## EXERCISE
Will you give the material below again, every line exactly as it is?

** Opening INFORMATION SHOWN block **

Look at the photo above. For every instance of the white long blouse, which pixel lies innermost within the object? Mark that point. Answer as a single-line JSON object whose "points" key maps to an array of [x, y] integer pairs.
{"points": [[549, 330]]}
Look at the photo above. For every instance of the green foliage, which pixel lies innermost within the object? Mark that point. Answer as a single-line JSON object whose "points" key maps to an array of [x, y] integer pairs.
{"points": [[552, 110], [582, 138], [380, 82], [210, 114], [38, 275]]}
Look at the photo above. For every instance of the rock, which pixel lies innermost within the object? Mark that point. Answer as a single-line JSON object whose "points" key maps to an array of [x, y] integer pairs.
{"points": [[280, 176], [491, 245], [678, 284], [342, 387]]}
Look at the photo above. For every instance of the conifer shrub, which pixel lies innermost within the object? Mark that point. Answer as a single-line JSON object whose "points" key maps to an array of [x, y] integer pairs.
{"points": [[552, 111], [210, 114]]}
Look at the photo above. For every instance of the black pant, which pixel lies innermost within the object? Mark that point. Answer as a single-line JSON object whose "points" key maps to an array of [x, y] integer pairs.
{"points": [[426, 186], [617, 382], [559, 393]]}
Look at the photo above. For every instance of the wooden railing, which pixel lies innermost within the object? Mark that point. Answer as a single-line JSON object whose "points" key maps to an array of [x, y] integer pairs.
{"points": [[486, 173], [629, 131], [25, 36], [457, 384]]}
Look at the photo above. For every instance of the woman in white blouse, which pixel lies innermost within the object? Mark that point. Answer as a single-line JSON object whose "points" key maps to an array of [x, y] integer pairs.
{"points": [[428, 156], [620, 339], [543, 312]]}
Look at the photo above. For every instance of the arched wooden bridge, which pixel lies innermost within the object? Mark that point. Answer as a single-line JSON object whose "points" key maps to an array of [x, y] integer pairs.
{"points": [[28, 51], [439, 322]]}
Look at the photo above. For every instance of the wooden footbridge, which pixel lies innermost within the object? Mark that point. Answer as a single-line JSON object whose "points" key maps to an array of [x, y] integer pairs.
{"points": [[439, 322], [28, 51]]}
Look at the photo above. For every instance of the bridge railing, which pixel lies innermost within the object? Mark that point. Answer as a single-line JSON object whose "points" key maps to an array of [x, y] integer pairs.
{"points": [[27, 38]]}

** Closing INFORMATION SHOWN block **

## TASK SOLUTION
Look at the photo above. For every instance of the white long blouse, which pixel lies innermost within the object? Mark that point. Answer as a single-line JSON object whose "points" key maps to an array of [x, y] integer pairs.
{"points": [[549, 330]]}
Look at the photo above. For every instance of the green foliage, which pixel lies innermost within the object? Mark that point. Answer as a single-line JSON object whose "points" key maps to an array of [x, y] integer pairs.
{"points": [[552, 110], [582, 138], [380, 82], [210, 114], [38, 275]]}
Look at the photo above. For every instance of the rock, which pixel lies innermost within the object? Mark that point. Answer as a single-line JSON object whose "points" key maps to an array of [x, y] integer pairs.
{"points": [[280, 176], [491, 245], [678, 284], [342, 387]]}
Look at the photo above. For every instance of the conifer shrub, which pixel lies innermost within the object? Mark that point. Answer as a single-line JSON object whose "points" key maps to an array of [x, y] integer pairs.
{"points": [[552, 111], [210, 114]]}
Look at the photo above. For every instance of the black pant, which pixel lies innermost within the object? Mark that point. Answer as a single-line JSON object whose "points" key maps to an array of [x, y] integer pairs.
{"points": [[426, 186], [617, 382], [559, 393]]}
Look at the photo above. For every instance of the wooden railing, which pixel lies innermost within the object? Mark that point. Answer as a single-line JSON object whose "points" key maps to an array of [x, y] integer pairs.
{"points": [[486, 173], [629, 131], [25, 36], [457, 384]]}
Look at the photo above. For every instance of the woman in white blouse, which pixel lies innermost within the object? Mark that point. Answer as a single-line JSON object whose "points" key maps to an array of [x, y] integer pairs.
{"points": [[428, 156], [620, 339], [543, 312]]}
Look at the photo above. For every instance of the arched wooden bridge, which pixel lies innermost within the object? Mark that point. Answer as a single-line JSON object whose "points" key maps to an array of [x, y] integer pairs.
{"points": [[28, 51], [439, 322]]}
Look at the photo above. For every instance of the wooden footbridge, which pixel lies innermost within the object? Mark that point. Answer as a single-line JSON object whose "points" key maps to an array of [x, y] integer pairs.
{"points": [[439, 322], [28, 51]]}
Look at the photo above. For every instance of the bridge railing, which pixel lies innermost within the object? Mark that point. Answer as a single-line JSON object whose "points" key maps to an array of [x, y] integer pairs.
{"points": [[27, 38]]}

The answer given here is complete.